### Task
Lines that contain the string "jeans" are the ones to list; copy all of them from the records.

##########

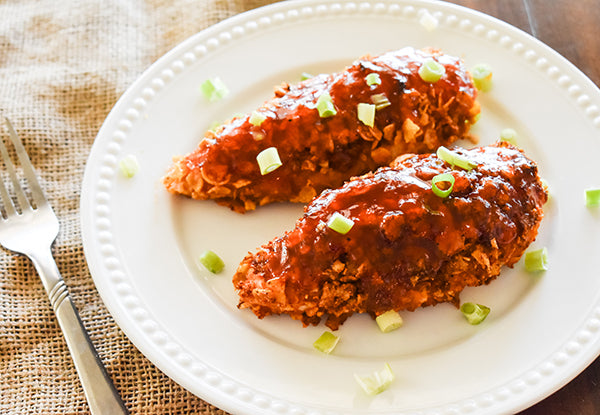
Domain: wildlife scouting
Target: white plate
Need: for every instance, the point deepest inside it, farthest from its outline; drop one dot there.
(141, 243)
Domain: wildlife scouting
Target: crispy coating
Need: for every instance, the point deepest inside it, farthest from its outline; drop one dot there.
(408, 248)
(319, 153)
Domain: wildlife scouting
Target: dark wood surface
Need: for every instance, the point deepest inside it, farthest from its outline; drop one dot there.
(572, 29)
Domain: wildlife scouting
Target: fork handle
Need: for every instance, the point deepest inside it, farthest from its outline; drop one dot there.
(102, 397)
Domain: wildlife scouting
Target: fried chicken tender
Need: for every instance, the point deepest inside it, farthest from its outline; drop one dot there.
(319, 153)
(408, 248)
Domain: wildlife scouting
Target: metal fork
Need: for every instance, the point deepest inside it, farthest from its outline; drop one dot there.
(29, 226)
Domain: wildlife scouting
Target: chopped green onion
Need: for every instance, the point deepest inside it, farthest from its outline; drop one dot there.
(509, 135)
(373, 79)
(474, 313)
(455, 159)
(376, 382)
(444, 178)
(326, 342)
(380, 101)
(536, 260)
(592, 197)
(214, 89)
(128, 166)
(256, 118)
(340, 223)
(366, 113)
(388, 321)
(428, 21)
(431, 71)
(325, 106)
(268, 160)
(482, 77)
(211, 262)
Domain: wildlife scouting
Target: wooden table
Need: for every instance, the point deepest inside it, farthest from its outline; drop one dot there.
(571, 28)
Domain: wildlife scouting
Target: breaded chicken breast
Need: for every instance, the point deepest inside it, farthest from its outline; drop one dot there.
(320, 150)
(407, 247)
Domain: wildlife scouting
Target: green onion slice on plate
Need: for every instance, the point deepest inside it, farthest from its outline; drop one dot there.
(592, 197)
(474, 313)
(376, 382)
(482, 77)
(211, 261)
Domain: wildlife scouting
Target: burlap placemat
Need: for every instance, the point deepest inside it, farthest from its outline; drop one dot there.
(63, 65)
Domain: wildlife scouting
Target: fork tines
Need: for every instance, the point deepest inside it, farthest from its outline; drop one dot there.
(16, 196)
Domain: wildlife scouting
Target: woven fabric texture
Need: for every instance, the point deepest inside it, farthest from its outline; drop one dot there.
(63, 66)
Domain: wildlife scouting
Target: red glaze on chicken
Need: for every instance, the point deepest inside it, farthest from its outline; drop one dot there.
(408, 248)
(319, 153)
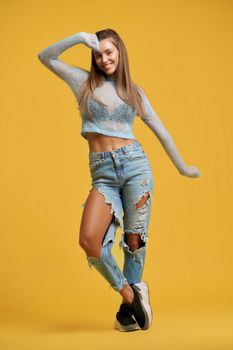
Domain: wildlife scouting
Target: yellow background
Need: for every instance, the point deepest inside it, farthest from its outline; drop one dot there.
(181, 53)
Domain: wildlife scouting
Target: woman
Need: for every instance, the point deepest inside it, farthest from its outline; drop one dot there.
(120, 170)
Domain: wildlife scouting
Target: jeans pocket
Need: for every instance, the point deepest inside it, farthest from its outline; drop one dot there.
(94, 164)
(136, 154)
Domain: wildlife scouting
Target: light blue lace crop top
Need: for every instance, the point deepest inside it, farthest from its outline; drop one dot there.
(116, 117)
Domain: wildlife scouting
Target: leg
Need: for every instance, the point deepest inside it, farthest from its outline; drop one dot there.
(134, 239)
(97, 219)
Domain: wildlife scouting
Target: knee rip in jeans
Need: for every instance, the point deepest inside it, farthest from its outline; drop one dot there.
(142, 206)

##########

### Written answer
Target: jeans pocket
Target: knee rip in jeans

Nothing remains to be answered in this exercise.